• _Information supplied_:
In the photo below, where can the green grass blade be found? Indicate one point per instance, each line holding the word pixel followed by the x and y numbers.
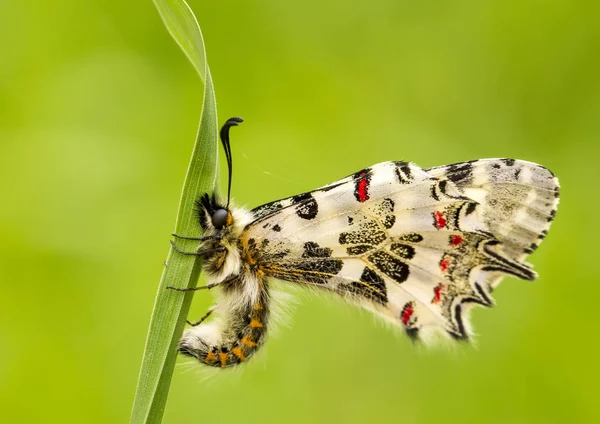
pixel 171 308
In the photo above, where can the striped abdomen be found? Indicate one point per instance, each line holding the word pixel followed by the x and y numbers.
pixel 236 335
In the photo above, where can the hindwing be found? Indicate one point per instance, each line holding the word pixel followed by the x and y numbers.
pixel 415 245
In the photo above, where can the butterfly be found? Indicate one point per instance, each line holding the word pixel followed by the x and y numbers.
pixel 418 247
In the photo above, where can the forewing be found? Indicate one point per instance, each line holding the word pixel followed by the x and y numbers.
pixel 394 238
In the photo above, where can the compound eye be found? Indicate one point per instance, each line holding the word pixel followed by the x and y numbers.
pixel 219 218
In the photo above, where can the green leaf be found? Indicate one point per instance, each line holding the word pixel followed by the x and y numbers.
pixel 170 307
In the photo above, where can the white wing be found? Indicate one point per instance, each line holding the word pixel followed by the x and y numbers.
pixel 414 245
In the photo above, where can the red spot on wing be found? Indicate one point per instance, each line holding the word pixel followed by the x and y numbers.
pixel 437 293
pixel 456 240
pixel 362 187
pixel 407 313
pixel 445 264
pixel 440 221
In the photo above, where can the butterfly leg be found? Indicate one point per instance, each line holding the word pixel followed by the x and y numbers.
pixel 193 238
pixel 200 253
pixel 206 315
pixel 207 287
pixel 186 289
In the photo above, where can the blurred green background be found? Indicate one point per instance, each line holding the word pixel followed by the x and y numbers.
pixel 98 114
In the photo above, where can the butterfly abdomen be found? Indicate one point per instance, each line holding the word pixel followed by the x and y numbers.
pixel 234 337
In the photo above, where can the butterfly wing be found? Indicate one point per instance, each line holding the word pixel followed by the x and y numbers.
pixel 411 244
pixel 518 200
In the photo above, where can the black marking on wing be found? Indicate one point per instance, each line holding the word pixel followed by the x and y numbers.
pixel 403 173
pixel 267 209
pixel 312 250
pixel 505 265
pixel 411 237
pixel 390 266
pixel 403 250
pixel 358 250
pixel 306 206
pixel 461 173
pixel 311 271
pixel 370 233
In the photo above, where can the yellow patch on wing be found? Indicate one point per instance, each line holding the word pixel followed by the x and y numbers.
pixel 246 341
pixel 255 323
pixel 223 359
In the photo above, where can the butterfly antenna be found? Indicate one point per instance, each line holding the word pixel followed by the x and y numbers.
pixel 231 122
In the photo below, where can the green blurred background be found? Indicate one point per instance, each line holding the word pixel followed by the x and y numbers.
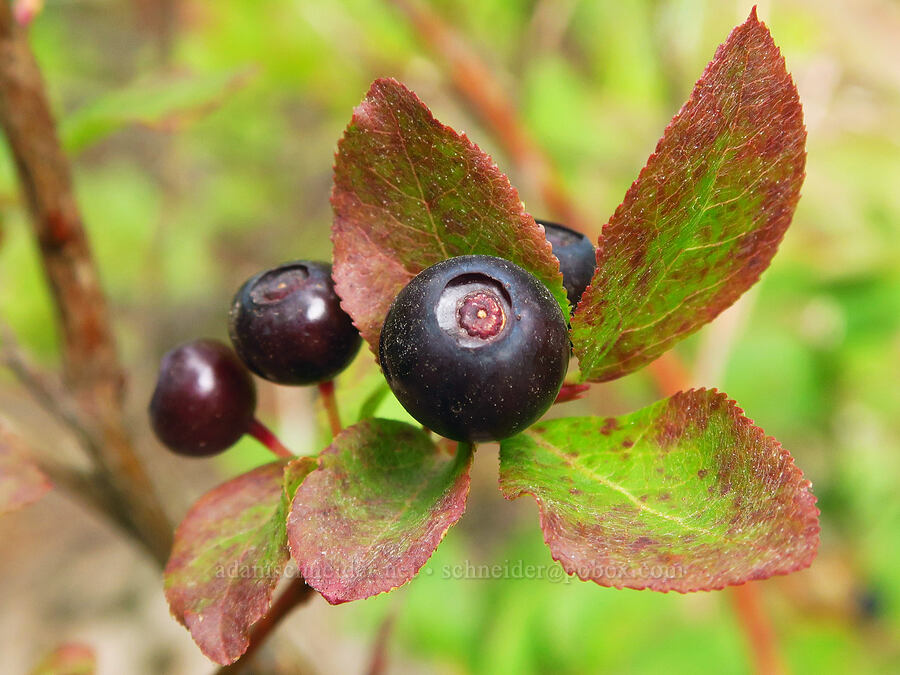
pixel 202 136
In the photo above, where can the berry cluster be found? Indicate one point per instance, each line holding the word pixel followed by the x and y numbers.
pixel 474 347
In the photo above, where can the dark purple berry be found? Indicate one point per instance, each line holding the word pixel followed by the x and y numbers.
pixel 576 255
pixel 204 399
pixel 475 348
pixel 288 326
---
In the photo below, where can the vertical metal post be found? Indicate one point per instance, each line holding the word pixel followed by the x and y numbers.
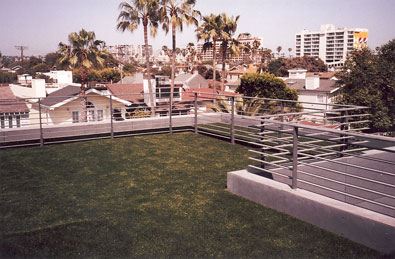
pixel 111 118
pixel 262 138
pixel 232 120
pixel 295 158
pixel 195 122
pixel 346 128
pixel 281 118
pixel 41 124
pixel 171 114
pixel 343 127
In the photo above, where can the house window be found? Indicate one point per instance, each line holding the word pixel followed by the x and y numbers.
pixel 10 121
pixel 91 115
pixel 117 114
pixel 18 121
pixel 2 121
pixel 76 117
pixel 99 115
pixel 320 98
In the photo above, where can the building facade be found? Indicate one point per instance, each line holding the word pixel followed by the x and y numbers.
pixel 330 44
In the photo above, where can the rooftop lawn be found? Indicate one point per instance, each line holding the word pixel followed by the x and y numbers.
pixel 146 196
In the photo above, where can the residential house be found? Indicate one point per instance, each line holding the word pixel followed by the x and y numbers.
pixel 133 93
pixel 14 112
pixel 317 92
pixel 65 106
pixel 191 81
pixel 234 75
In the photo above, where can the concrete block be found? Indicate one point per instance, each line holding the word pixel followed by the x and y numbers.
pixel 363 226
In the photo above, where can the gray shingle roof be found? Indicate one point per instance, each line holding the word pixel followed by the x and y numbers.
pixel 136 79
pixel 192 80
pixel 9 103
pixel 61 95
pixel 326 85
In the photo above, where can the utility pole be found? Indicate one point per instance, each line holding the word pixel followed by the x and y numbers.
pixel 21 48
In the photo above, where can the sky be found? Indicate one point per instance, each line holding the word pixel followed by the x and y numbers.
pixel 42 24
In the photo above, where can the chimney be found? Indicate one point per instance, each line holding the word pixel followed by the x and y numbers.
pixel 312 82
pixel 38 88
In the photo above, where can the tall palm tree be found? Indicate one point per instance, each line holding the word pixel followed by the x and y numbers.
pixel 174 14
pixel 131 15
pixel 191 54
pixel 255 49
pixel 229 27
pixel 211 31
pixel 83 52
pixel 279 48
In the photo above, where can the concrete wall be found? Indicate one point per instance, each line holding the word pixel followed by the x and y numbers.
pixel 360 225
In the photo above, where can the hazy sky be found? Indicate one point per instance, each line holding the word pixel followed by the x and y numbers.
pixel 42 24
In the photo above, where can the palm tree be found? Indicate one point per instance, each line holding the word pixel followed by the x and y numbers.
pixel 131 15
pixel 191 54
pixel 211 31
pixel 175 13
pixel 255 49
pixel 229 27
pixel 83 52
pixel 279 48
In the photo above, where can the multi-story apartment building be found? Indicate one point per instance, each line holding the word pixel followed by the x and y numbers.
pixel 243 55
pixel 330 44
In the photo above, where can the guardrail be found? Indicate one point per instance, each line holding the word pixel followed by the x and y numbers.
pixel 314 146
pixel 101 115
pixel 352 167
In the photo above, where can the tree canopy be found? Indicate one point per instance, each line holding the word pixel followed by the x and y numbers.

• _Task goal_: Please reproduce, exactly as they appear above, the lines from the line containing "In the photo above, where can the hazy" up to and including the line containing "In the photo above, where can the tree".

• _Answer to the problem_:
In the photo above, where can the hazy sky be found? Indicate one point per instance, each line holding the word pixel followed by the x and y numbers.
pixel 42 24
In the photo above, where can the palm tree be found? Indicate one point per instance, each line holding the word pixel followed by the x and y numbers.
pixel 131 15
pixel 191 54
pixel 211 31
pixel 175 13
pixel 255 49
pixel 229 27
pixel 83 52
pixel 279 48
In the photo above, where can the multi-story apartment building be found? Indicate one point per instance, each line holding the word pixel followed by the x and y numbers.
pixel 243 55
pixel 330 44
In the photo above, where can the guardrail be found? Indicate one point per instance, each line holding the word pixel followed by the x and y numbers.
pixel 314 146
pixel 101 115
pixel 352 167
In the photo above, where can the tree canopy be found? Indicate one point per instance, each line holding the word pixel followed by the x and y numbers.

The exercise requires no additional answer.